▶ EXERCISE PROMPT: Write out the items below again, replacing every "mask" with "selection" and keeping all other text unchanged.

▶ ITEMS:
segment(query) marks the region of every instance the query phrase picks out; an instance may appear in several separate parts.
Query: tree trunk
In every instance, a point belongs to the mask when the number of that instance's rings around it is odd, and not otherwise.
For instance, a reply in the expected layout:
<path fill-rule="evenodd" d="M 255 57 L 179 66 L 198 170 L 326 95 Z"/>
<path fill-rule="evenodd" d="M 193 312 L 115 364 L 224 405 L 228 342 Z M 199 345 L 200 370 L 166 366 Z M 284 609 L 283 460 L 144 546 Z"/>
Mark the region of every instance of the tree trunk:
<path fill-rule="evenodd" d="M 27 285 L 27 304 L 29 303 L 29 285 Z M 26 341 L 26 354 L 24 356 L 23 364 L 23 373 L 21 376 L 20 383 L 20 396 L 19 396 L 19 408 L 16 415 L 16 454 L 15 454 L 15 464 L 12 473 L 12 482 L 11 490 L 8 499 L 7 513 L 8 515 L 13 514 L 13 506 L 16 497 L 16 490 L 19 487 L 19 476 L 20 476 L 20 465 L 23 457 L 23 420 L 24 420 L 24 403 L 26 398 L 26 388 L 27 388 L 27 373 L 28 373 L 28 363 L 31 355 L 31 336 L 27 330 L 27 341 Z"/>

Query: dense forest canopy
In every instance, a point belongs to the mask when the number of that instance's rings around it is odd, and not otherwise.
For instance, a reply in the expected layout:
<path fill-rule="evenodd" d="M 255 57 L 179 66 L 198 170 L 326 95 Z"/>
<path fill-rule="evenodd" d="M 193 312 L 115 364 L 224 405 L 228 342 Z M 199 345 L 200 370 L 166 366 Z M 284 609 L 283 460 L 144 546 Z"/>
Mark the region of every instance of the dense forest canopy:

▶ ANSWER TO THE PROBLEM:
segment(query) marks the region of every instance the query phrase picks out; an instance may appear in several separate parts.
Query: tree trunk
In every instance, a point belongs to the selection when the number of that instance's rings around it is odd, and not otherwise.
For instance, a reply in the expected layout:
<path fill-rule="evenodd" d="M 255 57 L 179 66 L 198 170 L 326 95 Z"/>
<path fill-rule="evenodd" d="M 193 312 L 115 364 L 224 405 L 228 342 Z M 199 345 L 200 370 L 166 366 Z M 284 609 L 283 460 L 144 546 Z"/>
Mark the region of every instance of the tree trunk:
<path fill-rule="evenodd" d="M 27 285 L 27 304 L 29 303 L 29 285 Z M 26 341 L 26 354 L 24 356 L 23 364 L 23 373 L 21 376 L 20 383 L 20 396 L 19 396 L 19 408 L 16 415 L 16 454 L 15 454 L 15 464 L 12 473 L 12 482 L 11 490 L 8 499 L 7 513 L 8 515 L 13 514 L 13 506 L 16 497 L 16 490 L 19 487 L 19 476 L 20 476 L 20 465 L 23 457 L 23 420 L 24 420 L 24 403 L 26 398 L 26 388 L 27 388 L 27 373 L 28 373 L 28 363 L 31 355 L 31 336 L 27 330 L 27 341 Z"/>

Query: dense forest canopy
In every instance, a point belongs to the selection when the number of that instance's rings around it is odd, and not otherwise.
For instance, a reply in the expected layout:
<path fill-rule="evenodd" d="M 255 57 L 179 66 L 198 170 L 326 95 Z"/>
<path fill-rule="evenodd" d="M 193 312 L 115 364 L 224 405 L 228 342 Z M 199 345 L 200 370 L 166 366 Z M 284 609 L 283 460 L 144 546 Z"/>
Mark the region of every instance of the dense forest canopy:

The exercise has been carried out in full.